▶ [Work task]:
In the text on the sustainable development goals, how many targets does the new agenda contain?

▶ [Page text]:

*** Block opens ***

The sustainable development goals (SDGs) are a new, universal set of goals, targets and indicators that UN member states will be expected to use to frame their agendas and political policies over the next 15 years. The Global Goals follow and expand on the millennium development goals (MDGs), which were agreed by governments in 2001 and expired at the end of 2015.

The Global Goals aim to achieve three things by 2030 :

  • end poverty,

  • combat climate change and

  • fight injustice and inequality

 

The millennium development goals originally put in place 8 goals– reduce poverty and hunger; achieve universal education; promote gender equality; reduce child and maternal deaths; combat HIV, malaria and other diseases; ensure environmental sustainability; develop global partnerships – failed to consider the root causes of poverty and overlooked gender inequality as well as the holistic nature of development. However, the goals made no mention of human rights and did not specifically address economic development. There was also the theory that the millennium goals only applied to those countries, that were considered poor, with finance from wealthy states, where as all will be expected to achieve SDGs.

 

SDGs are not legally binding, governments are expected to take ownership and establish national frameworks for the achievement of the 17 Global Goals. Countries have the primary responsibility for follow-up and review of the progress made in implementing the Goals, which will require quality, accessible and timely data collection.  Regional follow-up and review will be based on national-level analyses and contribute to follow-up and review at the global level.

 

In March 2013 a group of representatives from 70 countries, had its first meeting on setting the sustainable goals and published its final draft, with its 17 suggestions, in July 2014. The draft was presented to the UN general assembly in September 2014. Member state negotiations followed, and the final wording of the goals and targets, and the preamble and declaration that comes with them, were agreed in August 2015.

 

Global Goals

The global level, the 17 Sustainable Development Goals (SDGs) and 169 targets of the new agenda will be monitored and reviewed using a set of global indicators. The global indicator framework, to be developed by the Inter Agency and Expert Group on SDG Indicators (IAEA-SDGs), will be agreed on by the UN Statistical Commission by March 2016. The Economic and Social Council and the General Assembly will then adopt these indicators. Governments will also develop their own national indicators to assist in monitoring progress made on the goals and targets.

*** Block closes ***

▶ [Supplied data]:
*** Block opens ***

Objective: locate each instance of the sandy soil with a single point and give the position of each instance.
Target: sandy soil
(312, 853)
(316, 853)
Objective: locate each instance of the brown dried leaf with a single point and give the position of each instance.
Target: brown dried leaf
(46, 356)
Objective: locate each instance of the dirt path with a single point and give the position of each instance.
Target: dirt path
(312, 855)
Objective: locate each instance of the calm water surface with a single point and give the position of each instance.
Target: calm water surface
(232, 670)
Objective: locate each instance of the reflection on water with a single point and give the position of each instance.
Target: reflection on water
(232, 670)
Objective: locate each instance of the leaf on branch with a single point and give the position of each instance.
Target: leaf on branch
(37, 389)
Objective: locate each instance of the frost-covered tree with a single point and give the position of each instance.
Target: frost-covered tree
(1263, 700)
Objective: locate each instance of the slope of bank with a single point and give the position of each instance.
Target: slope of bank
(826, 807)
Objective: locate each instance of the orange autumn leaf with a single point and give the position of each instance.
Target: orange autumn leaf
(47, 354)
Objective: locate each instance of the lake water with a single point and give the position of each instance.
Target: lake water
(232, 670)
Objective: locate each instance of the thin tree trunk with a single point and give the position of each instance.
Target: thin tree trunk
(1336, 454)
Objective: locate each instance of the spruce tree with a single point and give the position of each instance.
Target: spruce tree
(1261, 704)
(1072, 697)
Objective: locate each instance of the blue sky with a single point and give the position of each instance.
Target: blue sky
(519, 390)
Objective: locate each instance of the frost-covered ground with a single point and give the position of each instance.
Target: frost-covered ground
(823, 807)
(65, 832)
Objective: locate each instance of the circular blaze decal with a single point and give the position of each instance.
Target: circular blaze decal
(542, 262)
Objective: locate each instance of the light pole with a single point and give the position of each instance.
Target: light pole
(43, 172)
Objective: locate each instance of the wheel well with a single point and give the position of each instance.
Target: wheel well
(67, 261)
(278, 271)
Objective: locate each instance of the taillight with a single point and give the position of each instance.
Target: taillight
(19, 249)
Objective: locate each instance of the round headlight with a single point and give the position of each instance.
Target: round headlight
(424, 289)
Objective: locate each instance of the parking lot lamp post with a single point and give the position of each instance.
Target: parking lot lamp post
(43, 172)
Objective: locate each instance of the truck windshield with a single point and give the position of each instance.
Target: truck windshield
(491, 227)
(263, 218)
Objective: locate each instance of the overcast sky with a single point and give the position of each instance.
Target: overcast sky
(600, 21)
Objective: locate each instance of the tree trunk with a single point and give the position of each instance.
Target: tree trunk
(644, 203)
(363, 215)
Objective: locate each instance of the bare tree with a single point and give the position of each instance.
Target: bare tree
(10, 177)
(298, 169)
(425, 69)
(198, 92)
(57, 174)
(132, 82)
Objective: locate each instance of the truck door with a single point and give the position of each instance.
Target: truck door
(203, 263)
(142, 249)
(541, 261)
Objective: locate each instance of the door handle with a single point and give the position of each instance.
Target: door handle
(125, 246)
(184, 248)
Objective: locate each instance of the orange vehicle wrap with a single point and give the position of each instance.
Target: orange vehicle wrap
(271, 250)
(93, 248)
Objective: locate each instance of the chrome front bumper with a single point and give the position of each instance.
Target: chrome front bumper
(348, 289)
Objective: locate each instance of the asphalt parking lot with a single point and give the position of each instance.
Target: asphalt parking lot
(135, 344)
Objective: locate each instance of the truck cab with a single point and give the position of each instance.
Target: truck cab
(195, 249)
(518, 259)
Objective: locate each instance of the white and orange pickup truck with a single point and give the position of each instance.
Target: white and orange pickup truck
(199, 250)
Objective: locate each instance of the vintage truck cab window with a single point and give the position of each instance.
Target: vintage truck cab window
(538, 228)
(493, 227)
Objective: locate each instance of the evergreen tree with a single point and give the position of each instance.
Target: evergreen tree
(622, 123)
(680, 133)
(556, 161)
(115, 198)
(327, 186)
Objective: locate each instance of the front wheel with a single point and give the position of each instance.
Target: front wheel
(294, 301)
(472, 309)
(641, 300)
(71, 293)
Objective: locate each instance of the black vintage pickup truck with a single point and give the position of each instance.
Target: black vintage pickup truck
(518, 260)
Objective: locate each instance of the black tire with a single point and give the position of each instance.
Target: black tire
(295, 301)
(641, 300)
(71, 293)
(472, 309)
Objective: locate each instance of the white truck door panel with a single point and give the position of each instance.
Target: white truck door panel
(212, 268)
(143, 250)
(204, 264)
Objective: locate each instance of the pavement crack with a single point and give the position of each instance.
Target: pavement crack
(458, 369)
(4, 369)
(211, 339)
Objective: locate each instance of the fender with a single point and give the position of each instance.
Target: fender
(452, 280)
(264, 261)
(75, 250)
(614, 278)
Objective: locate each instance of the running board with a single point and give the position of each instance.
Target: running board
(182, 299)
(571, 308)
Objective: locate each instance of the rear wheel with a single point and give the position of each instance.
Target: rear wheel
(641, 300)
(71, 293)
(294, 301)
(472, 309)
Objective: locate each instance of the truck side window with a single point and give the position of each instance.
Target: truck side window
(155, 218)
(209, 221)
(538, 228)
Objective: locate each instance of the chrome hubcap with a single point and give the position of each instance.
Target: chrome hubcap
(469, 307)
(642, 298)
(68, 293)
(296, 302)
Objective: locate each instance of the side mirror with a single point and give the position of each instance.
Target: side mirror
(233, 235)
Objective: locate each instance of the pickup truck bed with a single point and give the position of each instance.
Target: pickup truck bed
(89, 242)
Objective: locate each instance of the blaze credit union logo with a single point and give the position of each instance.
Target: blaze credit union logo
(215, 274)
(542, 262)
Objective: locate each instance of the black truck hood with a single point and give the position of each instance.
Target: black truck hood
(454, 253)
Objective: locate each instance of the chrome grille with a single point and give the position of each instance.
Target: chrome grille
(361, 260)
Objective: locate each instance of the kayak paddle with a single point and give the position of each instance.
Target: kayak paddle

*** Block closes ***

▶ [Output for this task]:
169 targets